##### Information provided #####

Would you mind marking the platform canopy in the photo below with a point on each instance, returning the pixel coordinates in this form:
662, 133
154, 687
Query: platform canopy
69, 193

#####

The task:
The output should match the records above exactly, line for line.

Answer section:
Would you mind marking the platform canopy in the photo below with a point on each instance, returning the pixel coordinates in this form:
662, 133
154, 687
Query: platform canopy
69, 193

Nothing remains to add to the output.